[START OF Quoted text]

Leasing firms chase own Olympic gold

作者:ZHU BORU

 (Business Weekly 07/08/2003) 

    To take a bite from the Olympic cake, or not to take that bite. That is not the question many leasing companies are asking as they ponder their roles during the 2008 Beijing Olympic Games. 

    Instead, they are trying to figure out how to best prepare for the Games, and how to introduce themselves to the organizing committee of the Games.

    "We have already signed two deals to purchase facilities to be used during the Games," said Ni Jiting, president of Shanghai Golden Coast Enterprise Development Co Ltd, in a recent telephone interview.

    One, signed with France-based MGE UPS System, involves a facility used to protect data stored in computers, she explained.

    The other partner is Beijing-based Fitness & Health Trade Co Ltd, an agent for top-brand bodybuilding equipment made in the United States, France and Italy.

    "They will be installed in the eight gymnasiums at the Olympic Village for athletes to train daily," she said.

    The organizing committee would then pay Golden Coast - if they reach an agreement - for the facilities before 2008.

[END OF Quoted text]
[START OF Supplied records]

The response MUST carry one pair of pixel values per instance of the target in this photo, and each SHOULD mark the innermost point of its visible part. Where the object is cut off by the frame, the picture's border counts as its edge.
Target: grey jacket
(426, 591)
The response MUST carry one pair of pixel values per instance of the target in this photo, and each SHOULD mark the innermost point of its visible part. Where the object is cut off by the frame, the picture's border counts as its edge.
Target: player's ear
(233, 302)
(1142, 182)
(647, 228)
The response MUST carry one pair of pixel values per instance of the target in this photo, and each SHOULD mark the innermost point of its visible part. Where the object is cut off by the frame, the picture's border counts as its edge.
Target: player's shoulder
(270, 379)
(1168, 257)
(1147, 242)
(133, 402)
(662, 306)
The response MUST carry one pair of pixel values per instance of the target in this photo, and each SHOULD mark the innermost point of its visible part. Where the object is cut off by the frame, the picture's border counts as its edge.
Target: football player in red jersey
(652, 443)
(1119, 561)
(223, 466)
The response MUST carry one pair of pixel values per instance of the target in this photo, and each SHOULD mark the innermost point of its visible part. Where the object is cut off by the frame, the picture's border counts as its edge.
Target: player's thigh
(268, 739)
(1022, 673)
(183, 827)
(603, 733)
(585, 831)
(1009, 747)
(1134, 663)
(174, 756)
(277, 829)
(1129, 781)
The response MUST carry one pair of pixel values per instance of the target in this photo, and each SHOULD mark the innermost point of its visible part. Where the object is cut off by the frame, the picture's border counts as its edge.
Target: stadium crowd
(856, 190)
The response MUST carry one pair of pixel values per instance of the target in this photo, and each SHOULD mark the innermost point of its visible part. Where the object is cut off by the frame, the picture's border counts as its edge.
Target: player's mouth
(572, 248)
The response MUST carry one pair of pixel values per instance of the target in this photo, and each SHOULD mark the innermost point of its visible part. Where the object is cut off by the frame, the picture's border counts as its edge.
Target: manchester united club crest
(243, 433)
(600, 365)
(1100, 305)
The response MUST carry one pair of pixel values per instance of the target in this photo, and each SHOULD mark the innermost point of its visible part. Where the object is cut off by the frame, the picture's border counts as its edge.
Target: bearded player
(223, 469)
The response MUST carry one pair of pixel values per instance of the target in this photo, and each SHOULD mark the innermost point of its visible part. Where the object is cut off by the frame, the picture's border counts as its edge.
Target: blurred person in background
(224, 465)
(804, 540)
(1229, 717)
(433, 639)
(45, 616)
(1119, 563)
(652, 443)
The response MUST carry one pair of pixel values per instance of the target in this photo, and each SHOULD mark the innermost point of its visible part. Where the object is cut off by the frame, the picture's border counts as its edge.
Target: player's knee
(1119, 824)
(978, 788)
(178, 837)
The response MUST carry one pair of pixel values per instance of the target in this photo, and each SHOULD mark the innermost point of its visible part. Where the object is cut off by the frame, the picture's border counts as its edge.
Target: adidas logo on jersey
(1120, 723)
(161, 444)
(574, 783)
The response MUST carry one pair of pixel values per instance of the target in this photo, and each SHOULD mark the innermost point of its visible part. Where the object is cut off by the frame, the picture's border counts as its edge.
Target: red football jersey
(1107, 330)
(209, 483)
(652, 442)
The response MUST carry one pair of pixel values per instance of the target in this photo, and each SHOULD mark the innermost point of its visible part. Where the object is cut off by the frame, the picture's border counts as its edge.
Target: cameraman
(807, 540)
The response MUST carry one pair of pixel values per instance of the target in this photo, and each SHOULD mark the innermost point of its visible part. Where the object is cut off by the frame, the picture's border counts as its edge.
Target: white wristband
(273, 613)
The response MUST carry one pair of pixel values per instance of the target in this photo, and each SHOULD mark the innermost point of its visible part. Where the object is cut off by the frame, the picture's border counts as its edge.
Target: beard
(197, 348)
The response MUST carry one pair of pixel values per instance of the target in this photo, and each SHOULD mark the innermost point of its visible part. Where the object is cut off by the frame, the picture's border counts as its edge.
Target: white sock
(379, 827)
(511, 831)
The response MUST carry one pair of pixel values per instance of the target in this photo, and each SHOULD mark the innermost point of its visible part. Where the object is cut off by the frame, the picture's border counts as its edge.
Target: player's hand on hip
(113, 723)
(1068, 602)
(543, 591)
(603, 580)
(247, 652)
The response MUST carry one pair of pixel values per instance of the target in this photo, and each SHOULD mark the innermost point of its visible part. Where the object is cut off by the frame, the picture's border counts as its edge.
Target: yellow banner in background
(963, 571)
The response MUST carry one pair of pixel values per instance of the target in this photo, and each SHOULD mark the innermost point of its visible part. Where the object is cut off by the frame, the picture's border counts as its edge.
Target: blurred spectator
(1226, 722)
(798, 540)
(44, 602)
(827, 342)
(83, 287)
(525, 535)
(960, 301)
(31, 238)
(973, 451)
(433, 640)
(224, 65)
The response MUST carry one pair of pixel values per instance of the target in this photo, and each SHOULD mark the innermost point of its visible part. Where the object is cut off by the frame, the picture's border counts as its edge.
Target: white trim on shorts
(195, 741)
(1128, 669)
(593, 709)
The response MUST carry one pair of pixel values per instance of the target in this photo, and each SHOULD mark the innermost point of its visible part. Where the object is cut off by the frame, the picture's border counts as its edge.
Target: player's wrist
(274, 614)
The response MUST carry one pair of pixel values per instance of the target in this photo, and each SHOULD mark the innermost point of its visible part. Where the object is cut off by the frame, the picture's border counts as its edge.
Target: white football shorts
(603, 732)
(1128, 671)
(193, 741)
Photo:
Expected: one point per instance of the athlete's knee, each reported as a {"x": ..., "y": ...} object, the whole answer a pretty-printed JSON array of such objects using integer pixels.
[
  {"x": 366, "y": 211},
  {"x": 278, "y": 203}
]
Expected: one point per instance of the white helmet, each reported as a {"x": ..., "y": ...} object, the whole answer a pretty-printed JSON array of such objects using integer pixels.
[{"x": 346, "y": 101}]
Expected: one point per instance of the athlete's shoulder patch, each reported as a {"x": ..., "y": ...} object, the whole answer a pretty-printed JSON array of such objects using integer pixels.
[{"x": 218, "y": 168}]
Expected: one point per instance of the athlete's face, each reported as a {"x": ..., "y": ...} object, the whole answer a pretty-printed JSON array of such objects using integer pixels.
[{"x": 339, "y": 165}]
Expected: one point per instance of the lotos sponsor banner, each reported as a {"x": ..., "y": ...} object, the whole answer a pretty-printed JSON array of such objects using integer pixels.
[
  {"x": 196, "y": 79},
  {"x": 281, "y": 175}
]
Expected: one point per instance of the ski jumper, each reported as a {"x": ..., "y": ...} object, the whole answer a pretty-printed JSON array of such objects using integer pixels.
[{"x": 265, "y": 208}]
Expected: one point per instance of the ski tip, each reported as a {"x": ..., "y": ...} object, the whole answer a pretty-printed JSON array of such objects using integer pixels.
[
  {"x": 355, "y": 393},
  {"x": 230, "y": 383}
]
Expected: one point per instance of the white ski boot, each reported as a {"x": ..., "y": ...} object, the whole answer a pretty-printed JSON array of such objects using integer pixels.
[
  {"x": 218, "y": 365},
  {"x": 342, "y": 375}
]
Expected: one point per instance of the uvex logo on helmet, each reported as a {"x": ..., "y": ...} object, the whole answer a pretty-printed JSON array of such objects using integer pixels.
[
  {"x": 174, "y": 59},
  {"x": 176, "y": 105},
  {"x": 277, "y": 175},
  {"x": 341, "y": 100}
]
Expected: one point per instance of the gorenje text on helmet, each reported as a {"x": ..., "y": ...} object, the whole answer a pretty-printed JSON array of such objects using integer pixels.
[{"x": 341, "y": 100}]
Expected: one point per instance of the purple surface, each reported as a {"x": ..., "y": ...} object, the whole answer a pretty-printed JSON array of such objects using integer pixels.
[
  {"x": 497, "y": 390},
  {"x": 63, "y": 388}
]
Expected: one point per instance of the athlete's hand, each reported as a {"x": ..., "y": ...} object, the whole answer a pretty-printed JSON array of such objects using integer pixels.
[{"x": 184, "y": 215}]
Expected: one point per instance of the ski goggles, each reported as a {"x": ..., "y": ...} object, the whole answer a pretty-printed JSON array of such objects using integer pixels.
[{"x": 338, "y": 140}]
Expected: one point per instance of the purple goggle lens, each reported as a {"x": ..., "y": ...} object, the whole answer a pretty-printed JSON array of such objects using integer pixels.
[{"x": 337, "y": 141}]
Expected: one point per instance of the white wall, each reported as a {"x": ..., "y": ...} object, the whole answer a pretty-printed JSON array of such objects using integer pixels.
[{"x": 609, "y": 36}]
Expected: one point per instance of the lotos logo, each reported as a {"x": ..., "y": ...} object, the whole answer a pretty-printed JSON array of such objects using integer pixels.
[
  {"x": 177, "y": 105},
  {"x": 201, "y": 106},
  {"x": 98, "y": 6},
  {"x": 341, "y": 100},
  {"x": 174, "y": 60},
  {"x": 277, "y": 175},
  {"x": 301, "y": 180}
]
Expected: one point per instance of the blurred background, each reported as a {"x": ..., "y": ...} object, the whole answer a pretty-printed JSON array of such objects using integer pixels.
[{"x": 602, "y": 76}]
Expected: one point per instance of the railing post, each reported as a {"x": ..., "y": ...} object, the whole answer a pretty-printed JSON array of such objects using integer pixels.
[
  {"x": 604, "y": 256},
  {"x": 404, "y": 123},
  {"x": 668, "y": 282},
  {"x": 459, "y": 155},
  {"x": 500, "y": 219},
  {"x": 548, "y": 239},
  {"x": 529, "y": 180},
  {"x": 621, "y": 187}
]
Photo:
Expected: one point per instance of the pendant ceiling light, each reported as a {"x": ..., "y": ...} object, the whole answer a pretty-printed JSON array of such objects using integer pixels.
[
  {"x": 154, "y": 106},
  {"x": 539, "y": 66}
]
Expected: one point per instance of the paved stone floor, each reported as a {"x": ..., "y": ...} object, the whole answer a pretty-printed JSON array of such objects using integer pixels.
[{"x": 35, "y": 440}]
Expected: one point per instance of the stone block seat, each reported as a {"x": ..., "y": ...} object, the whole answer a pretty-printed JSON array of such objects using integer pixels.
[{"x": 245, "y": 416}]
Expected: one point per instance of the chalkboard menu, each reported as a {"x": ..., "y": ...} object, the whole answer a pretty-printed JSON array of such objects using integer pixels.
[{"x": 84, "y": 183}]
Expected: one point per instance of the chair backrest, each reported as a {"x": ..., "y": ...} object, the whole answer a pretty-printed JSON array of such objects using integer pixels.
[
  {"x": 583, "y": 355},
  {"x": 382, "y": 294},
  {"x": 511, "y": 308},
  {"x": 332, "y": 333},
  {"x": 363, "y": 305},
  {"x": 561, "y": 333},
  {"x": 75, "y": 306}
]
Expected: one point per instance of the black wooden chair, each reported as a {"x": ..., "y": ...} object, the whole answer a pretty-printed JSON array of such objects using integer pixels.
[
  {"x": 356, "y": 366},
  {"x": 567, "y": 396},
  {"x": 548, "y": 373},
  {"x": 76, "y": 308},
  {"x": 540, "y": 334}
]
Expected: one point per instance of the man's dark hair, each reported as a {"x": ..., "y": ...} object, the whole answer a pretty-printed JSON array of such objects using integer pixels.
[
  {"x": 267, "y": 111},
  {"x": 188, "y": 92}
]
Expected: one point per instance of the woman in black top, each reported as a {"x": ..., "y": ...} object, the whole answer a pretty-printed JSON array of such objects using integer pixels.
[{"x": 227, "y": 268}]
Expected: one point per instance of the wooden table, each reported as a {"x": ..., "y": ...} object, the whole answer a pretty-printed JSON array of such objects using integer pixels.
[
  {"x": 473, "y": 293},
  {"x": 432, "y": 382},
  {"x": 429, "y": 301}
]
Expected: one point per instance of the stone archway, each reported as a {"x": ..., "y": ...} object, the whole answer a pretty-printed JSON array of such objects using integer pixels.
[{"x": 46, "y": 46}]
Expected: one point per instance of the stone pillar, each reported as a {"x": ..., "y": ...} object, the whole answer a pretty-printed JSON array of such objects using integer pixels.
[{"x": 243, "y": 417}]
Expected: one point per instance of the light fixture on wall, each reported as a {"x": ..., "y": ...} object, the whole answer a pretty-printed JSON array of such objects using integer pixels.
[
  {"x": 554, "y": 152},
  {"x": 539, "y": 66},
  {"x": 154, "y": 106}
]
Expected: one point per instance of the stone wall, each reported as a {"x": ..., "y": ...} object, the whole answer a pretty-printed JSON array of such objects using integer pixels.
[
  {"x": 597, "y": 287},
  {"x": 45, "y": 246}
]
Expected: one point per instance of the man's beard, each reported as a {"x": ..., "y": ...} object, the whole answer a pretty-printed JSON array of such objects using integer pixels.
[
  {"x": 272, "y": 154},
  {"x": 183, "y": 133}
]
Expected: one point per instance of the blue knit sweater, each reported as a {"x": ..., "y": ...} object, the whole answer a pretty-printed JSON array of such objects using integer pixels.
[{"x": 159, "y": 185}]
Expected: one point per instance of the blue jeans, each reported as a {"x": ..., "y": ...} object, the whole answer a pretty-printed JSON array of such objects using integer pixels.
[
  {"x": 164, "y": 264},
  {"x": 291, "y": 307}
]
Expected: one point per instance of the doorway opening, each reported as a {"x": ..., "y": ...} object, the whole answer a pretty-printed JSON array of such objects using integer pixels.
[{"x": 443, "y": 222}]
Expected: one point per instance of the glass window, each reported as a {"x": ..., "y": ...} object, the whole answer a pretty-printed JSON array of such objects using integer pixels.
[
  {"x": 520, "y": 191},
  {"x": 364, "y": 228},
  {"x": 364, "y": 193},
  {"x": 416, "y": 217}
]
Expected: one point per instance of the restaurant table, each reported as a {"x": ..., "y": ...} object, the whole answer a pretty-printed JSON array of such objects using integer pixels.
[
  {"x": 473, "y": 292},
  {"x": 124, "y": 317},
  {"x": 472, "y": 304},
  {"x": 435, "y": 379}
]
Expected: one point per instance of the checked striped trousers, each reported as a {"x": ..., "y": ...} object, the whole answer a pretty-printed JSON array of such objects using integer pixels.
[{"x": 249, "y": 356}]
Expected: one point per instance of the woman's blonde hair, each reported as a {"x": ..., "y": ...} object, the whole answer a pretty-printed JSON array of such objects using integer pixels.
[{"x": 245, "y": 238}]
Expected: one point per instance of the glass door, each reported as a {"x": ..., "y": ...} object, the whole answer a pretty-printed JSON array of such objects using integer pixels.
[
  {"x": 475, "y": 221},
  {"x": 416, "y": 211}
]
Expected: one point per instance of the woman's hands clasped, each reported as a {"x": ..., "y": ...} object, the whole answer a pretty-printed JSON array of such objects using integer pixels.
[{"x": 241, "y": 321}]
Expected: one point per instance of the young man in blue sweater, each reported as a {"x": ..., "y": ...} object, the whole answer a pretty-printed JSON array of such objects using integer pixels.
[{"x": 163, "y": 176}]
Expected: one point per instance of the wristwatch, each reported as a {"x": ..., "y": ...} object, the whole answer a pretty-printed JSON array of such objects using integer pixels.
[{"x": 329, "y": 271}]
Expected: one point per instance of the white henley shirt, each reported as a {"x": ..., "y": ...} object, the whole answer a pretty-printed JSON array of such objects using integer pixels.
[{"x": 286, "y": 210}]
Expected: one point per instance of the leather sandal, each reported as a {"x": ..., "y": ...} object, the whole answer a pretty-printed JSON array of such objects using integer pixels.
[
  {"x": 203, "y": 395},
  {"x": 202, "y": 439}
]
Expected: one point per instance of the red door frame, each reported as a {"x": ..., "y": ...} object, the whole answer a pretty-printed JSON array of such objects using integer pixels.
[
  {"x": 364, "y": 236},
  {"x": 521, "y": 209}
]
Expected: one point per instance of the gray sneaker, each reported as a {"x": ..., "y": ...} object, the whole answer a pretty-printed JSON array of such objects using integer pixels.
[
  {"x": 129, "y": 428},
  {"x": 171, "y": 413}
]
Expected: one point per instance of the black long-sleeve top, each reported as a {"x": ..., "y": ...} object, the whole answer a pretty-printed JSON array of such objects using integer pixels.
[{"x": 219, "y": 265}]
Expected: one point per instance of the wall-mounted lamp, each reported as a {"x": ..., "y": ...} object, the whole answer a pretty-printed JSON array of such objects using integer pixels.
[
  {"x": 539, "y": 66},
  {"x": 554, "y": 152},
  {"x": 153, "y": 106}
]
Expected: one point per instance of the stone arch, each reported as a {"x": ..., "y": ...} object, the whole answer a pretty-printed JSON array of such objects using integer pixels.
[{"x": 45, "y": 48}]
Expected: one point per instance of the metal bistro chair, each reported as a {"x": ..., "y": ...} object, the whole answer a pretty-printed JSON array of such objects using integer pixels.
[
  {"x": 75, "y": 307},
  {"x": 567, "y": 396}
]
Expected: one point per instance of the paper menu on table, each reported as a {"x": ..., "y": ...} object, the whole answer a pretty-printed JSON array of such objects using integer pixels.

[END OF Supplied records]

- **Work to complete**:
Does each statement agree with the article about leasing firms and the Olympics? Answer yes or no for each, and quote the article's deciding words.
1. Golden Coast has already signed two deals to buy facilities for the Games.
2. MGE UPS System is based in Beijing.
3. The bodybuilding equipment will be installed in eight gymnasiums at the Olympic Village.
Rely only on the article about leasing firms and the Olympics.

- **Exercise result**:
1. Yes: "We have already signed two deals to purchase facilities to be used during the Games"
2. No: "France-based MGE UPS System"
3. Yes: "They will be installed in the eight gymnasiums at the Olympic Village"